### Exercise objective
Pull out every line in the entries below that contains the string "deck", matching case exactly.

### Records

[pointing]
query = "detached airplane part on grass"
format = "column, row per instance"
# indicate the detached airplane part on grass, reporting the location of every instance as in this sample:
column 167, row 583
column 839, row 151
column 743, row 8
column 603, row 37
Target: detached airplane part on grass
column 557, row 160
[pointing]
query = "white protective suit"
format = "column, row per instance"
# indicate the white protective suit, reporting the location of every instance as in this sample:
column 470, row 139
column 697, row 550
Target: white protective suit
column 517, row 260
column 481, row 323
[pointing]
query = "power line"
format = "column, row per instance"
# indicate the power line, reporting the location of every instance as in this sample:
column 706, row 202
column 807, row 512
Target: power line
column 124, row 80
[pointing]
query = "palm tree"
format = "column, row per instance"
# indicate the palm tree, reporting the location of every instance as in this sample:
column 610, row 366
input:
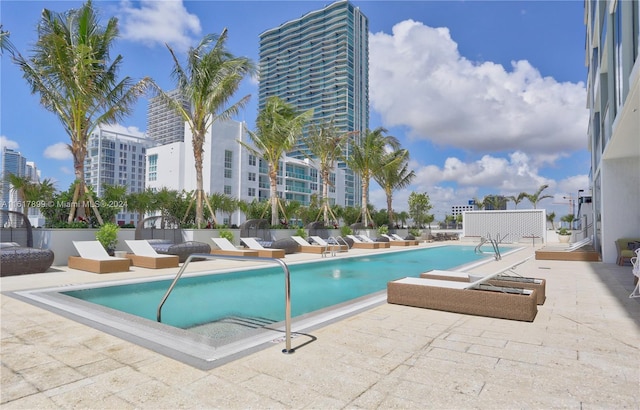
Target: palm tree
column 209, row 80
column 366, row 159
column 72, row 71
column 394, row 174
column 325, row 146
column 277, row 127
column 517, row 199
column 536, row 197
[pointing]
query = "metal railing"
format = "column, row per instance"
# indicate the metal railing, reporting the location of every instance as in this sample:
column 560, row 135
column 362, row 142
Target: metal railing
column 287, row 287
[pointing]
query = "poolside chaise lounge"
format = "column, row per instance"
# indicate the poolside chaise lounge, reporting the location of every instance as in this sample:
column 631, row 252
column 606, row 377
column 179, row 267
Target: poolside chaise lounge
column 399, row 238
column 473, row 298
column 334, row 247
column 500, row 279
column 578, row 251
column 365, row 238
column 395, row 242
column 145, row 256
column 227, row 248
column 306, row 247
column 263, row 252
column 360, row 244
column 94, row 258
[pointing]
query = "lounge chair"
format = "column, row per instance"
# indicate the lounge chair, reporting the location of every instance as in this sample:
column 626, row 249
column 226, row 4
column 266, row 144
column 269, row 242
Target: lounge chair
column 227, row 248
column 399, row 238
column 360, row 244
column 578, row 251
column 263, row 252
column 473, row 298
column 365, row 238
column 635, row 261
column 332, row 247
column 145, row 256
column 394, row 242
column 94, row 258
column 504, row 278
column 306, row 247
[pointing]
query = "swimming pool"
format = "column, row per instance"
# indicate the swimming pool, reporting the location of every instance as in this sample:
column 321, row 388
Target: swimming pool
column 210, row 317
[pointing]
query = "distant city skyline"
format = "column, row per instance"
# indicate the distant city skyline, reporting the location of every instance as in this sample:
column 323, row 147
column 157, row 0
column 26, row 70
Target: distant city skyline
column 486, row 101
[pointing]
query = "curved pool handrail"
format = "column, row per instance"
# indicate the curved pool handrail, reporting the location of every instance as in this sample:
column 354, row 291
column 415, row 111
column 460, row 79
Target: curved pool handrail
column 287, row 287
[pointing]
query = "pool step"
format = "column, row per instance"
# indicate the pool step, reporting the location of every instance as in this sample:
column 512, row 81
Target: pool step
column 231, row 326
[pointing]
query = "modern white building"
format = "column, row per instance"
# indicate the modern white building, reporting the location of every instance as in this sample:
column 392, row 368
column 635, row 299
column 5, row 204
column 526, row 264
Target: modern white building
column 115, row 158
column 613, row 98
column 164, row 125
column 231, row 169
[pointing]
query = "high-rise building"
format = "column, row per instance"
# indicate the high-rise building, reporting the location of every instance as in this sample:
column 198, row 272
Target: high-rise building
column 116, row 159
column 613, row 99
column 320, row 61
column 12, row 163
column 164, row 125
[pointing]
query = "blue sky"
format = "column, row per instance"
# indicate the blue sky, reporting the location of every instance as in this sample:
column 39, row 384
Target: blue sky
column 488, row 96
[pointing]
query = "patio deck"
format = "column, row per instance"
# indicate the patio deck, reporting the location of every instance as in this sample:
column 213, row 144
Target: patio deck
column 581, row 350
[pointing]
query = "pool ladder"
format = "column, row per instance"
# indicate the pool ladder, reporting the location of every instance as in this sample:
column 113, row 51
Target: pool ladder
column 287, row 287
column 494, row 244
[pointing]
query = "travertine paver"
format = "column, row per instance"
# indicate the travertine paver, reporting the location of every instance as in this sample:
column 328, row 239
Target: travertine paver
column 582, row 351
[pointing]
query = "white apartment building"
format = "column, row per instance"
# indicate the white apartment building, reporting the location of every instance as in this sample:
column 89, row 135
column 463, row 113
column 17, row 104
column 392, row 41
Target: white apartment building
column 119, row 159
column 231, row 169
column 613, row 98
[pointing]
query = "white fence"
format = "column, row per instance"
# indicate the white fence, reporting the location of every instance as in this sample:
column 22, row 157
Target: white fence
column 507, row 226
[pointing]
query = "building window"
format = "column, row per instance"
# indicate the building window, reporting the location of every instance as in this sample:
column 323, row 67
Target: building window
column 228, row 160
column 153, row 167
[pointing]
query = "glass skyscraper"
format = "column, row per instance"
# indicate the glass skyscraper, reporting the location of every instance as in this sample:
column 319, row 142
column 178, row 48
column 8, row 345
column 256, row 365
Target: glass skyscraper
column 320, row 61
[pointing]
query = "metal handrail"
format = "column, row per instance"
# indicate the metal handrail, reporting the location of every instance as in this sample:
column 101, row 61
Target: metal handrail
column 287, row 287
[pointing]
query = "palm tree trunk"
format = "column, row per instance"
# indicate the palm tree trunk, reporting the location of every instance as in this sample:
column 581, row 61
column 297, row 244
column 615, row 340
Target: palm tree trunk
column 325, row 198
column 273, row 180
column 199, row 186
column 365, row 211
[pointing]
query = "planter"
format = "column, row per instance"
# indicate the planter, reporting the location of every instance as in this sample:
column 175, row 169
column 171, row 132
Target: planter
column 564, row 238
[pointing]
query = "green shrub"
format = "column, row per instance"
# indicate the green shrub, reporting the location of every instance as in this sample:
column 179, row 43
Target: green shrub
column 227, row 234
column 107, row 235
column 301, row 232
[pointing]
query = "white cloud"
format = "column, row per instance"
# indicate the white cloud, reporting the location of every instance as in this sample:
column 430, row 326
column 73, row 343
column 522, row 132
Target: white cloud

---

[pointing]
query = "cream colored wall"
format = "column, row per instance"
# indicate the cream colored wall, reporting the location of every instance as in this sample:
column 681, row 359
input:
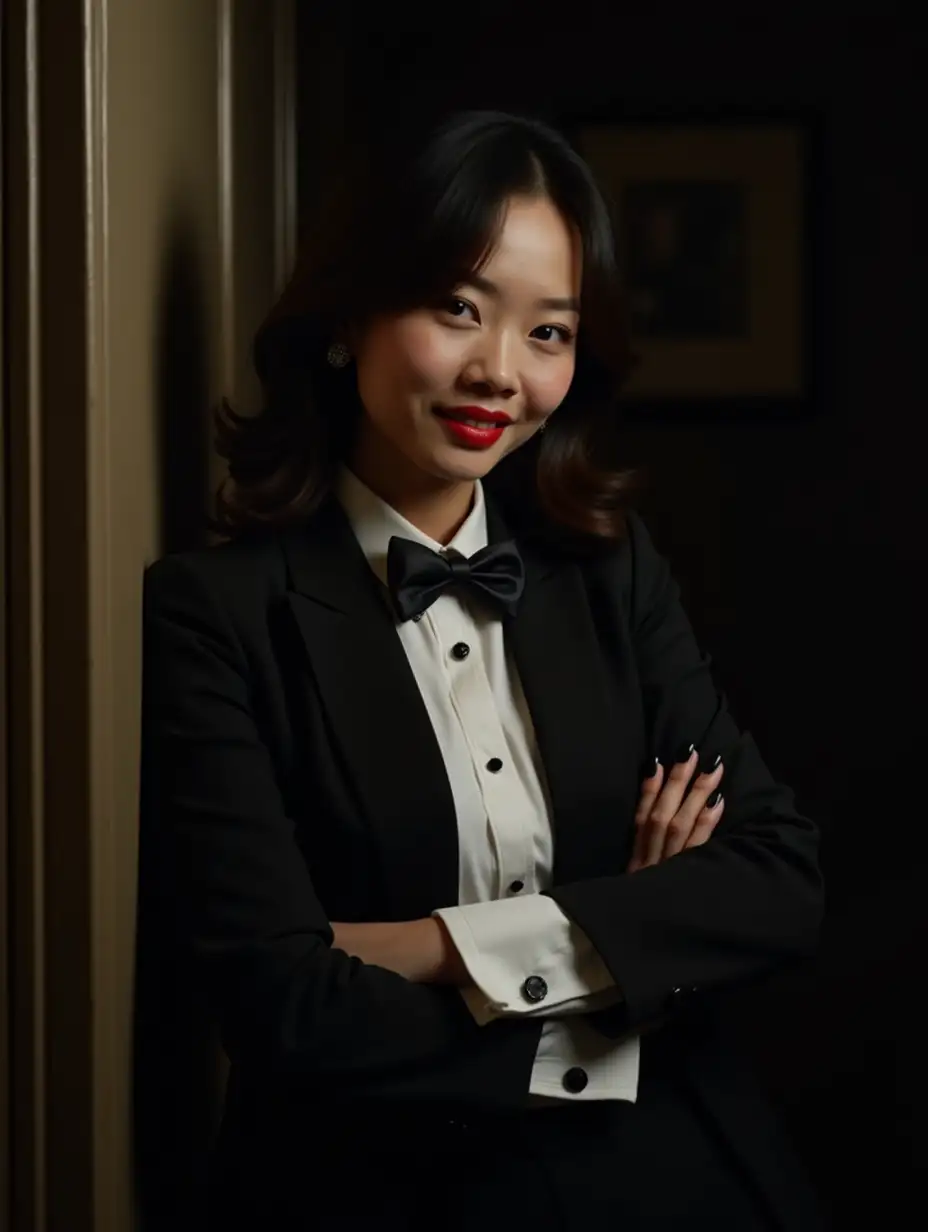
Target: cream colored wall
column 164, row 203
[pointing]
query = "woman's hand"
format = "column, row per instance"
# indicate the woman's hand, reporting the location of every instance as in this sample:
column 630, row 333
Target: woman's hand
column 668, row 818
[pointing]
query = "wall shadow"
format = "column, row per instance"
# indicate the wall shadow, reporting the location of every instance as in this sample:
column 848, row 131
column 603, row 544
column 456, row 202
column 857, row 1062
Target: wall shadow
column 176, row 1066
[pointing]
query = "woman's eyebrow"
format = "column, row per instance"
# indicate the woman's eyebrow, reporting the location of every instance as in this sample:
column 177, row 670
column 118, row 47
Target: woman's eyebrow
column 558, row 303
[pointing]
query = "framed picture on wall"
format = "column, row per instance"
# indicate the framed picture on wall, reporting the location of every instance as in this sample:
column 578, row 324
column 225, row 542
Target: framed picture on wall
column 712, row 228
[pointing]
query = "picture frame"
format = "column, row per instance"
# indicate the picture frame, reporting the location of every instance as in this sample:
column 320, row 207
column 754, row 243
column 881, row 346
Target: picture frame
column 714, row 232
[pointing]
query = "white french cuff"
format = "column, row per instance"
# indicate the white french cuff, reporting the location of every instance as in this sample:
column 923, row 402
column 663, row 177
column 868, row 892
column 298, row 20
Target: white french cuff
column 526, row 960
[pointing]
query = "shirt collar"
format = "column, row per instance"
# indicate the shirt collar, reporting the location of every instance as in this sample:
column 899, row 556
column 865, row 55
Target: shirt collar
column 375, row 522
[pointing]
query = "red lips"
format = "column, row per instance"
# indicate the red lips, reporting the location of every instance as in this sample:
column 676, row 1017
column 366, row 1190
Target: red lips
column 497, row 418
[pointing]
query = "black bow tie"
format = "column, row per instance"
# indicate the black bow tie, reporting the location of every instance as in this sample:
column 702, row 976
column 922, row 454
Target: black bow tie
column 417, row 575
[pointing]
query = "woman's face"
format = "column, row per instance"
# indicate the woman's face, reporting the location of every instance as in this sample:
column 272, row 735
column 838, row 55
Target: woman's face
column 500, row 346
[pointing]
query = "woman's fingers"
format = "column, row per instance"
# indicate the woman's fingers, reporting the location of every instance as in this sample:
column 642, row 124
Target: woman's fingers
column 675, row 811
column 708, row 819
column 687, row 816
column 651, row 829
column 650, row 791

### Solution for this exercise
query = "patio deck"
# indicate the patio deck, reporting the location of every instance as in this sample:
Target: patio deck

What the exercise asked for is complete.